Stored data:
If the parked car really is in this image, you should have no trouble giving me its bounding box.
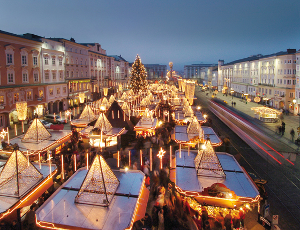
[248,172,268,200]
[29,119,53,129]
[44,114,66,124]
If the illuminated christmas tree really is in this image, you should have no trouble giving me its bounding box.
[130,55,147,93]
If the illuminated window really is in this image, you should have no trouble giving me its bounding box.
[7,72,15,83]
[26,91,32,100]
[45,72,49,80]
[33,73,39,82]
[14,93,19,103]
[22,73,28,82]
[22,55,27,65]
[0,95,4,104]
[39,89,44,97]
[33,57,37,66]
[6,54,13,65]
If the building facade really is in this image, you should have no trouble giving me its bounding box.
[184,64,217,87]
[218,49,297,113]
[0,31,46,129]
[144,64,167,80]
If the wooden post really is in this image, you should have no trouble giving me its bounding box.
[170,145,172,169]
[179,144,181,158]
[128,150,131,168]
[150,148,152,171]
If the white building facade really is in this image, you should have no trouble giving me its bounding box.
[218,49,300,113]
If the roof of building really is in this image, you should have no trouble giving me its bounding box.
[184,64,217,67]
[223,49,296,66]
[0,30,42,42]
[108,55,128,62]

Task directions: Turn the entries from the very beginning through the line holding "[130,55,147,93]", inclusive, into a numbered list, dropping any blank lines and leaving out the pictures.

The result:
1. If the parked car really is in this image, you should have no trouble giving me its bounding box.
2. [248,172,268,200]
3. [29,119,53,129]
4. [44,114,66,124]
5. If the illuminated christmas tree really is in this image, you should have no trouble giving me its bounding box.
6. [130,55,147,93]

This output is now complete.